Data records:
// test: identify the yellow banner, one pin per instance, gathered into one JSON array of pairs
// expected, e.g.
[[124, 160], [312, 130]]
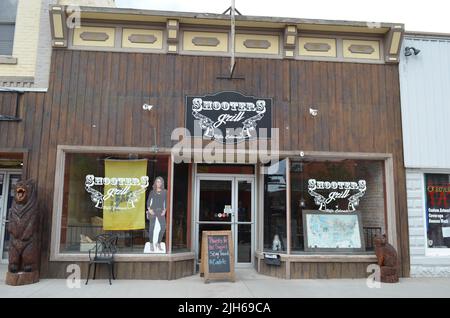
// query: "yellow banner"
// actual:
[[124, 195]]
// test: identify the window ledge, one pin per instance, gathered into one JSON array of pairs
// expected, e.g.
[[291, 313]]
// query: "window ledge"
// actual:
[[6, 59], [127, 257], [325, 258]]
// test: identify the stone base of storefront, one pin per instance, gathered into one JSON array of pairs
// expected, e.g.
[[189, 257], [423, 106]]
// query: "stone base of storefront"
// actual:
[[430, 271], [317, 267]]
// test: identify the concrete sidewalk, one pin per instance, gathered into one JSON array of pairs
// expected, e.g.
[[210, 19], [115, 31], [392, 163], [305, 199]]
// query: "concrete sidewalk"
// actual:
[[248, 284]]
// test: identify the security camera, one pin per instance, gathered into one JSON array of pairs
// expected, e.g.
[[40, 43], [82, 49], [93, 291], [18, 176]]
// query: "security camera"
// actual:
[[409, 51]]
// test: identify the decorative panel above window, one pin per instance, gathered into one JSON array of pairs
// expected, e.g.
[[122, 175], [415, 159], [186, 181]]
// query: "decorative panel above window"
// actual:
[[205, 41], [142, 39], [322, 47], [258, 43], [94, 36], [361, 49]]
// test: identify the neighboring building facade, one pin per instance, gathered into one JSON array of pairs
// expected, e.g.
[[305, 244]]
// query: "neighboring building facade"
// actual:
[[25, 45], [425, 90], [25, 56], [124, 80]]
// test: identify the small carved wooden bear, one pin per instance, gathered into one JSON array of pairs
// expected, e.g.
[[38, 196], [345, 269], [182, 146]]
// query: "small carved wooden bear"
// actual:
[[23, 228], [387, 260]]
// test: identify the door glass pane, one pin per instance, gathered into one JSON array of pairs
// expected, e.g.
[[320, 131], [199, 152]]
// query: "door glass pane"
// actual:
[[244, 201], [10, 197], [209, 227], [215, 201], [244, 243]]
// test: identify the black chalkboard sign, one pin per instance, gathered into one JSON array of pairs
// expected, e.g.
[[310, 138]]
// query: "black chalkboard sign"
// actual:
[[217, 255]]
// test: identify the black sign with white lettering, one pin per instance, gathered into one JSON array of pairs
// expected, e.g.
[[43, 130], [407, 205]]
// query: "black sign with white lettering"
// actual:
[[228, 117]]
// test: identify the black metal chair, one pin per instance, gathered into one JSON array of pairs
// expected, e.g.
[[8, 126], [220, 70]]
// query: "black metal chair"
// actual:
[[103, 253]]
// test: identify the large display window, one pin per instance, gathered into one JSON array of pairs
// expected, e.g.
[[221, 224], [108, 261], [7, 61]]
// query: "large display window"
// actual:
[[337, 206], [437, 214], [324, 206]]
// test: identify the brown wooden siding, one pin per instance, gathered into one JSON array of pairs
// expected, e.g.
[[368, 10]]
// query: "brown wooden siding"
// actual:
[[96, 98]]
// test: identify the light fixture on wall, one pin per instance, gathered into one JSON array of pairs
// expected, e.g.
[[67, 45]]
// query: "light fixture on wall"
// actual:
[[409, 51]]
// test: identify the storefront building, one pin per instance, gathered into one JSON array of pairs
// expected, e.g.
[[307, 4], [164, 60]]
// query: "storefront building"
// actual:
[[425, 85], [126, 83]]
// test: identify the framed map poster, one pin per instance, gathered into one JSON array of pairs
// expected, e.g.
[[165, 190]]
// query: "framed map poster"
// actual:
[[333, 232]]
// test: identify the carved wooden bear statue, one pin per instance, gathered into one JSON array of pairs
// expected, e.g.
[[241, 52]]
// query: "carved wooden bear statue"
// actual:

==

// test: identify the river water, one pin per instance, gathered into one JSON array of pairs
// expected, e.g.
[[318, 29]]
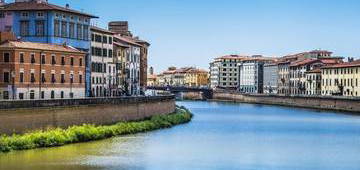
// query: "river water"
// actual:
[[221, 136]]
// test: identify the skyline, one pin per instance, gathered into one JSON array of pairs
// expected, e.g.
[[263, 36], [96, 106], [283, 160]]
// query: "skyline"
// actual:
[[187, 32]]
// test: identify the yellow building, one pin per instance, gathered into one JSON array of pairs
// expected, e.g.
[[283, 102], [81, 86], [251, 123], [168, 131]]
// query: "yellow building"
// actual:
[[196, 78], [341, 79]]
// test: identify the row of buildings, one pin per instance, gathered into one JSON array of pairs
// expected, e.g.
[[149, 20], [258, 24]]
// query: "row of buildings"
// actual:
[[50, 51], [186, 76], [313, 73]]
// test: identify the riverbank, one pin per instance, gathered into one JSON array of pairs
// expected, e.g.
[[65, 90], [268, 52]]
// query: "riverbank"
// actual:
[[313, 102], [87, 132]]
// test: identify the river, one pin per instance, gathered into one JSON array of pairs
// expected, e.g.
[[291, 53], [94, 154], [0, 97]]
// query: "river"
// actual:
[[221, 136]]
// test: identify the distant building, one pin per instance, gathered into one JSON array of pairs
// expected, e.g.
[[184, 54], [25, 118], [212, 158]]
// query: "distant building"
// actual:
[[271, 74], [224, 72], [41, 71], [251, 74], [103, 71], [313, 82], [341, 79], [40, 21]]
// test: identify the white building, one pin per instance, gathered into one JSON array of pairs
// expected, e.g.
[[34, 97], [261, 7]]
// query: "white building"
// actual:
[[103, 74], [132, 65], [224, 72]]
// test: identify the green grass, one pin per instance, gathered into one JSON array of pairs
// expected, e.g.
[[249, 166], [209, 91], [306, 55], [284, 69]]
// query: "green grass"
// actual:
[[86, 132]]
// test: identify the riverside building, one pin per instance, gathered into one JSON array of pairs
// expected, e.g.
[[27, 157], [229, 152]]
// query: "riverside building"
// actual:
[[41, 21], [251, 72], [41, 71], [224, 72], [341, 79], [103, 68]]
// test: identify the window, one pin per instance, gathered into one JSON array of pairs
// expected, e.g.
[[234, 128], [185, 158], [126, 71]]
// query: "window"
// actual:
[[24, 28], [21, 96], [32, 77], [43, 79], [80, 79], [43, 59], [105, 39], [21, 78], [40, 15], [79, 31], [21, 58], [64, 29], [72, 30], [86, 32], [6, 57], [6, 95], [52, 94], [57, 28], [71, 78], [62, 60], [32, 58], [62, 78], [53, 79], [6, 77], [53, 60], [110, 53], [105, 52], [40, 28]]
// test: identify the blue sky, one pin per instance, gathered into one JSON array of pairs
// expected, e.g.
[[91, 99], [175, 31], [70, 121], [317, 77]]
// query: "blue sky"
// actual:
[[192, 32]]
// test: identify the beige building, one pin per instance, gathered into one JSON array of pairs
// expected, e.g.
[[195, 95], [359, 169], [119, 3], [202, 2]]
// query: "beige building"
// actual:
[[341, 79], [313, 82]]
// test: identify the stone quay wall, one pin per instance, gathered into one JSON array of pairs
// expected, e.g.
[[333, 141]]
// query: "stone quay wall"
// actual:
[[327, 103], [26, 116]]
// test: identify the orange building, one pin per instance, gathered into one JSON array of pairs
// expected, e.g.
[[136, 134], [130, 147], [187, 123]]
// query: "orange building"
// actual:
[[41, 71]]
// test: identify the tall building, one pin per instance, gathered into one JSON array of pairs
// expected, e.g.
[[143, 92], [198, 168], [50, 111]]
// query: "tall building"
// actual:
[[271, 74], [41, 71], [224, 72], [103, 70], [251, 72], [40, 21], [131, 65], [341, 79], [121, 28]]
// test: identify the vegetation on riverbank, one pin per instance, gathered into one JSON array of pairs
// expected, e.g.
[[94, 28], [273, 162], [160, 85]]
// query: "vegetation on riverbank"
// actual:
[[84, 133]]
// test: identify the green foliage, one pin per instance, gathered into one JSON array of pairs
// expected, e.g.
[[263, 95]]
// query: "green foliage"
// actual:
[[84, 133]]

==

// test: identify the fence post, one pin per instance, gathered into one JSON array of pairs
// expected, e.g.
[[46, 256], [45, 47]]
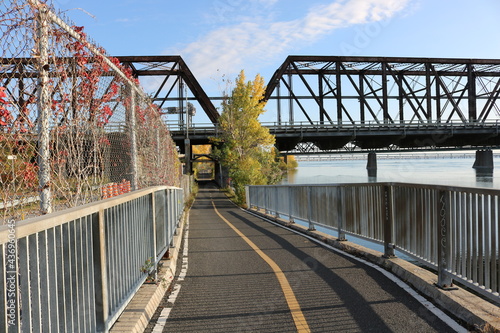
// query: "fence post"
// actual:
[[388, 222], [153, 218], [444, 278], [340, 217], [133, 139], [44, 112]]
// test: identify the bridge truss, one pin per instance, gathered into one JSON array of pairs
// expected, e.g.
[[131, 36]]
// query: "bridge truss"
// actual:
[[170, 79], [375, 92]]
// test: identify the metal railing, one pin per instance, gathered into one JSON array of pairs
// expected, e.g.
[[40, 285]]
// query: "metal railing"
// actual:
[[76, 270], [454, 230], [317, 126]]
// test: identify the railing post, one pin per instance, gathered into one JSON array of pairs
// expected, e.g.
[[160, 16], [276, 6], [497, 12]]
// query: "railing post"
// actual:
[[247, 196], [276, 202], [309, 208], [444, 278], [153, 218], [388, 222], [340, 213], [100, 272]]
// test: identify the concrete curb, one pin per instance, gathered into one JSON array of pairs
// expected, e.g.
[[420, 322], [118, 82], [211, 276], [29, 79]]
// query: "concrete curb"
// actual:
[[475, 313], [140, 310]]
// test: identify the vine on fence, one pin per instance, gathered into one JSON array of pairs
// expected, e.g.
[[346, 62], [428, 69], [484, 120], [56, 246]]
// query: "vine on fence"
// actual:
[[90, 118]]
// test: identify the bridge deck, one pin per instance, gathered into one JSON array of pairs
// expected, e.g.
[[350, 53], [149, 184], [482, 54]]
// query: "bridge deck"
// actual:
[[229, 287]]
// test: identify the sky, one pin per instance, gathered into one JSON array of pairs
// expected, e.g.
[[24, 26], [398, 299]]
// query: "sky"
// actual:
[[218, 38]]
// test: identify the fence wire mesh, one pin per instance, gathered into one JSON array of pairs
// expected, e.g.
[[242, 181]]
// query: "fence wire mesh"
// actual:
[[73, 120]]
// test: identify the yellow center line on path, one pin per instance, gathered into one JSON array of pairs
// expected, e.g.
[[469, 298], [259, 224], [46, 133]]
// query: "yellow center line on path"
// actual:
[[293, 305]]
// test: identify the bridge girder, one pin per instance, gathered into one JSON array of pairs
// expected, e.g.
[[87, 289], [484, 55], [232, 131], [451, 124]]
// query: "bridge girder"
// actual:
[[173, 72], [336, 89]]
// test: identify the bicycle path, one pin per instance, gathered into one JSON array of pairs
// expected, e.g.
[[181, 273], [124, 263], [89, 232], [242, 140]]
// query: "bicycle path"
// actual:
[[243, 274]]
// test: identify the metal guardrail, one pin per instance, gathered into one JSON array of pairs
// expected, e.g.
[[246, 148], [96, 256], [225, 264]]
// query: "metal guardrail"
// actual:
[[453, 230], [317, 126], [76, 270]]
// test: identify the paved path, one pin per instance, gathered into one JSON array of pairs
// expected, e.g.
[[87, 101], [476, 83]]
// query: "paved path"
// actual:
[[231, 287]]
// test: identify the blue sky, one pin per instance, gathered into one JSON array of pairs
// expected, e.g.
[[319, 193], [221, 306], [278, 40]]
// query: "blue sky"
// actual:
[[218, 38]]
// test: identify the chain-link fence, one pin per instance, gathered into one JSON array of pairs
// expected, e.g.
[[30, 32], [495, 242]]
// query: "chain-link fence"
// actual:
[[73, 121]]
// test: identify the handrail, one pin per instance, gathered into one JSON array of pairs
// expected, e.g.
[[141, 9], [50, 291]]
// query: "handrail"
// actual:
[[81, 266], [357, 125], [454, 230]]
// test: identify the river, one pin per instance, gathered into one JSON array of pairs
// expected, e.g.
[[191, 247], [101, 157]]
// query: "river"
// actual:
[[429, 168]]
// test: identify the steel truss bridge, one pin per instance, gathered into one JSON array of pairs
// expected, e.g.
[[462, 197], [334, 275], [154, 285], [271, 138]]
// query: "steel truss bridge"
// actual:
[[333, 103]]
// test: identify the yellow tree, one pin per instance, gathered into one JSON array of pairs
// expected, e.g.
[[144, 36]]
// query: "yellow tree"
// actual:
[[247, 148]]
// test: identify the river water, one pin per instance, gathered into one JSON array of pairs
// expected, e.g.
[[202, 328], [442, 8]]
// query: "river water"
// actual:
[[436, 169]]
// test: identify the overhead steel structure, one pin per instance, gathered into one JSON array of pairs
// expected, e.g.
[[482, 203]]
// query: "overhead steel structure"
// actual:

Required work
In the entries above, find the line holding "metal guardrail, one" and the line holding "[[87, 101], [476, 83]]", then retype exactly those two lines and every line between them, and nothing else.

Answer section
// test: identify the metal guardrail, one pin per instance, gathered into one JSON array of pairs
// expected, e.g.
[[246, 148], [96, 256], [225, 264]]
// query: "metal guardrail"
// actual:
[[453, 230], [317, 126], [76, 270]]
// test: identify the paved path, one pin per instance, gathered into one JSON array of pairs
// expected, e.g.
[[87, 101], [476, 83]]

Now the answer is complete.